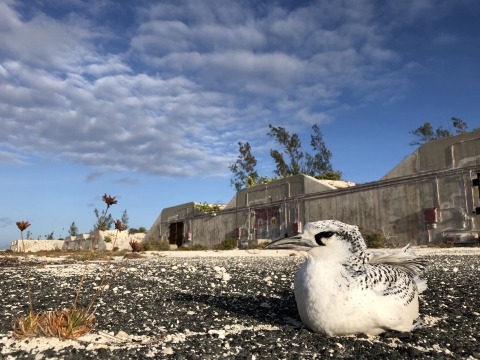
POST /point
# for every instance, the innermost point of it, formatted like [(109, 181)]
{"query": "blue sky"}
[(146, 100)]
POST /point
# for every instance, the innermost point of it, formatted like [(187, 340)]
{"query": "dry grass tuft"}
[(136, 246), (74, 322), (64, 324)]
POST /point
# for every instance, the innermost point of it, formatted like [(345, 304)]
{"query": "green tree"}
▬▬▬▬▬▬
| WHAT YOU WILL DO |
Could you write out these lines again with every "innermost point" swapped for "central point", changing nothing else and leaving the pictures out?

| COMPLETE ANSWER |
POST /point
# for every instance, the central point of it, formatted like [(109, 181)]
{"query": "blue sky"}
[(146, 100)]
POST /point
# for every instance, the central point of it, formatted like [(187, 340)]
{"query": "dry grass tuft"}
[(136, 246), (74, 322), (64, 324)]
POST /point
# for every instance, the central point of it, formatted like [(345, 304)]
{"query": "green tree"}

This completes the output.